**Given records:**
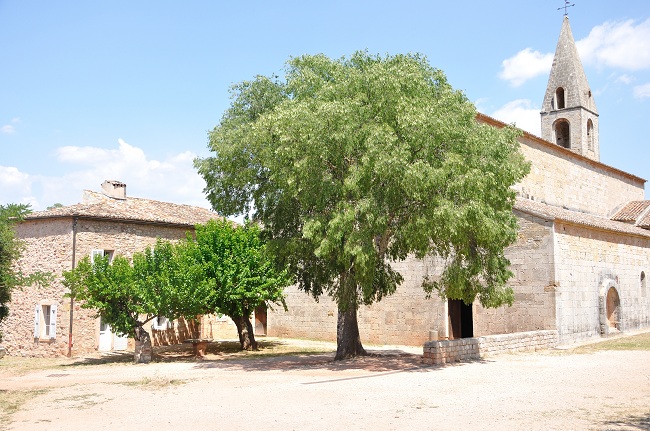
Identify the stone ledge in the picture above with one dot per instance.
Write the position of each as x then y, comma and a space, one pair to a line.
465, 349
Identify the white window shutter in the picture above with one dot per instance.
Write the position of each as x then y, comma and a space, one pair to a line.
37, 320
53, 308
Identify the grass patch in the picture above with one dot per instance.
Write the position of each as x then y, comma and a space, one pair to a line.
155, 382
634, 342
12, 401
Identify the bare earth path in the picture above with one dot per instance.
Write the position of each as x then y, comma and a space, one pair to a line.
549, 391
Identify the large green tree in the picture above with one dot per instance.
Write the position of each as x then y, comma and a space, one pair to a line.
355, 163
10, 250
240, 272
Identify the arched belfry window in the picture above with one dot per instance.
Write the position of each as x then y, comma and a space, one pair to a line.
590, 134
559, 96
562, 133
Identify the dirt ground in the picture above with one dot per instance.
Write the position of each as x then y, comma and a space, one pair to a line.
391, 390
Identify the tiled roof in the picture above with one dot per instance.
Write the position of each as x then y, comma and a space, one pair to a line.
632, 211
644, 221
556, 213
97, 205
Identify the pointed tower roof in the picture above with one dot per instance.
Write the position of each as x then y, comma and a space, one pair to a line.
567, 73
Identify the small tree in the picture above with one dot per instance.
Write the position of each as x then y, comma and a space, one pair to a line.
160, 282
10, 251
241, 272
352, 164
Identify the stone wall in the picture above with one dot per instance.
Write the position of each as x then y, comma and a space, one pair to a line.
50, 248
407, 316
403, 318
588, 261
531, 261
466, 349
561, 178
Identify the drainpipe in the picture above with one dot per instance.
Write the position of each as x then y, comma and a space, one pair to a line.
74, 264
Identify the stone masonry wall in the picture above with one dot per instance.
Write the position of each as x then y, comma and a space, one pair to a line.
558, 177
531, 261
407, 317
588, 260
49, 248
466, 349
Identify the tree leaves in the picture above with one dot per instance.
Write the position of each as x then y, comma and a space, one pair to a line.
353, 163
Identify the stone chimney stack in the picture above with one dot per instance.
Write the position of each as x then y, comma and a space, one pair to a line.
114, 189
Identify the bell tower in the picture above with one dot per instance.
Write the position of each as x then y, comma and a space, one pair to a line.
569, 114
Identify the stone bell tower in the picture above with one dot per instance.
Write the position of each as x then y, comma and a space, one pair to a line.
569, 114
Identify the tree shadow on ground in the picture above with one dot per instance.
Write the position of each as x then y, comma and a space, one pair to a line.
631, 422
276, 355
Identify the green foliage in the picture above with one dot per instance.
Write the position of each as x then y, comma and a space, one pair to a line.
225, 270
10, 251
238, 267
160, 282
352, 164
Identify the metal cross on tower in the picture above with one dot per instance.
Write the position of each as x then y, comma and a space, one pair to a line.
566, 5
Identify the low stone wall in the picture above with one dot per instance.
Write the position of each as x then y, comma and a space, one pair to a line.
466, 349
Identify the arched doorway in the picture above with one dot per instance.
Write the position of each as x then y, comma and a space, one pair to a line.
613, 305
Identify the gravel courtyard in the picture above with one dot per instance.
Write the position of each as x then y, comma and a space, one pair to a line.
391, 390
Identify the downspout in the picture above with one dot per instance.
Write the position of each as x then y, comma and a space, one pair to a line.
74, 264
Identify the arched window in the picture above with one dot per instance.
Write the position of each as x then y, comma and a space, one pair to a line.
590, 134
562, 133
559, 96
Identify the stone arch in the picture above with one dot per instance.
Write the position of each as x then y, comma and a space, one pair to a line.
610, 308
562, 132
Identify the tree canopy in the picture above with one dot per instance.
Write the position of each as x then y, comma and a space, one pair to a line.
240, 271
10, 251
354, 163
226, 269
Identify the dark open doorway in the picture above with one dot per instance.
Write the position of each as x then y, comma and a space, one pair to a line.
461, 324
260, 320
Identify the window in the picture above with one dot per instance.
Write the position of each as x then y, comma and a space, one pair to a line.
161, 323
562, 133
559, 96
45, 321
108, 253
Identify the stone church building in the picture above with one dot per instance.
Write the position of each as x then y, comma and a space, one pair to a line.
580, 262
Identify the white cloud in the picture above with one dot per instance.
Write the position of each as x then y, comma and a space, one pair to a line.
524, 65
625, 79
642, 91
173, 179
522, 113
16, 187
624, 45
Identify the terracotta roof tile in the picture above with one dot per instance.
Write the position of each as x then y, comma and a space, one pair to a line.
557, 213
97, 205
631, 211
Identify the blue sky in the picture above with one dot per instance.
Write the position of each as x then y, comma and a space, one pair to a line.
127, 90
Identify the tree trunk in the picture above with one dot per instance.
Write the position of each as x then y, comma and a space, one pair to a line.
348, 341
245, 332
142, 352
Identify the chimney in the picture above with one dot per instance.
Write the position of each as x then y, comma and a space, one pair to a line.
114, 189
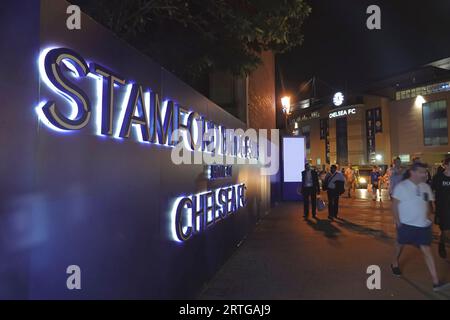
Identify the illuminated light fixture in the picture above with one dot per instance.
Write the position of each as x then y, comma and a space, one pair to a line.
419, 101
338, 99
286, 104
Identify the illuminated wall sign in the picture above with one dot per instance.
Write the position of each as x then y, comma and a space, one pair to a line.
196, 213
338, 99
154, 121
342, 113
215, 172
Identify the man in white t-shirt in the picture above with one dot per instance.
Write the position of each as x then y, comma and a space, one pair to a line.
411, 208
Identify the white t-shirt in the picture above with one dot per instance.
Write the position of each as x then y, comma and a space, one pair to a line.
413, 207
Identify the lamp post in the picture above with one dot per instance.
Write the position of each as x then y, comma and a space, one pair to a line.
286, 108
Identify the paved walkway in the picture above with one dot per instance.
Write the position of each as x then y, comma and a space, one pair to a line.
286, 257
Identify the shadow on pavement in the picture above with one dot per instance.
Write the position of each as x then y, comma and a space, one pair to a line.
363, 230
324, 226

---

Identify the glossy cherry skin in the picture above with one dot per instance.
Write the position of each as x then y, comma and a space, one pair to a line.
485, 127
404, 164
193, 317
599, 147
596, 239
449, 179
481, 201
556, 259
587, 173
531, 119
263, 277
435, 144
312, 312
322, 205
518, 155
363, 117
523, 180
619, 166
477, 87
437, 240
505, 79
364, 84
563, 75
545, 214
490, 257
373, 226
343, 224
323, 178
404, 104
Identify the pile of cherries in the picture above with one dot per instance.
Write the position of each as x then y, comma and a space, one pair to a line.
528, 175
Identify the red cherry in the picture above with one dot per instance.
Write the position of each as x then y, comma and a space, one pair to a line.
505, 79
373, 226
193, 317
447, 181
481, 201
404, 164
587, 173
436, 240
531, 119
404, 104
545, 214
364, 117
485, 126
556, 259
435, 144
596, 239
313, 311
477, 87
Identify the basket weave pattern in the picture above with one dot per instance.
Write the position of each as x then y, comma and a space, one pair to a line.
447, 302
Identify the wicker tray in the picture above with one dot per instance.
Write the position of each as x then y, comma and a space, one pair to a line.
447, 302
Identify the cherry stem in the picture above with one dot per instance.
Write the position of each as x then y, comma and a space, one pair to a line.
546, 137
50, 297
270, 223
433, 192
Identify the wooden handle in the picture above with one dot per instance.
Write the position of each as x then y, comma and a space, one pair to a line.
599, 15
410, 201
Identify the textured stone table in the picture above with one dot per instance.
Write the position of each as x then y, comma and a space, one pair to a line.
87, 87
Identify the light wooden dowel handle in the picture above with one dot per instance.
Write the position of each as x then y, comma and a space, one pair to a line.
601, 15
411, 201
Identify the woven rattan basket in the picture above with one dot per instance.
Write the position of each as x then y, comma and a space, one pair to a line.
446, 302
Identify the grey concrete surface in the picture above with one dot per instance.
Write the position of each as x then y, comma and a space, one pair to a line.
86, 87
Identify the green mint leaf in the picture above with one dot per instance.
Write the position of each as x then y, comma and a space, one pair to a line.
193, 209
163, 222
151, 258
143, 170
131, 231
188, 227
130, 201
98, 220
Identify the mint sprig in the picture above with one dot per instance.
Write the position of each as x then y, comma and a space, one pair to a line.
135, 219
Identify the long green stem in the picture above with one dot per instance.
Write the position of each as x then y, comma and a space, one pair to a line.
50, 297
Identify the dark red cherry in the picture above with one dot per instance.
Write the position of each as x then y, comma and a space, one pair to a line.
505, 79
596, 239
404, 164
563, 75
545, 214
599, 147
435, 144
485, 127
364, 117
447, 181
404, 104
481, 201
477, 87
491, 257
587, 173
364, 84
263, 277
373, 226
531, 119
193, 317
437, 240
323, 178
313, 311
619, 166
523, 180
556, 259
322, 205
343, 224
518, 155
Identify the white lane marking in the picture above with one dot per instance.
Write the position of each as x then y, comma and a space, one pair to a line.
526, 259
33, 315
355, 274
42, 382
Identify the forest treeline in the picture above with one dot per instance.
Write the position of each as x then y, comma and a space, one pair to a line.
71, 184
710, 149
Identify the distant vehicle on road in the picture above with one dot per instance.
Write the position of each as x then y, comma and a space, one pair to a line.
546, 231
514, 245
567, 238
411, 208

**Goal of the exercise:** Reproduce exactly the lines of the records above from the one with "Identify the stone ledge" to the one with "Identify the grass", both included, and leave out everything else.

**Written answer:**
Identify the stone ledge in the picture above with one dot per instance.
Write the position of each as x then y, comma and a space, one pair to a line.
465, 349
Identify the white window shutter in the picture above with one dot per instance.
Write the position of each as x then y, comma and a space, one pair to a line.
37, 320
53, 308
Identify the grass patch in the picture above with one dot per instance.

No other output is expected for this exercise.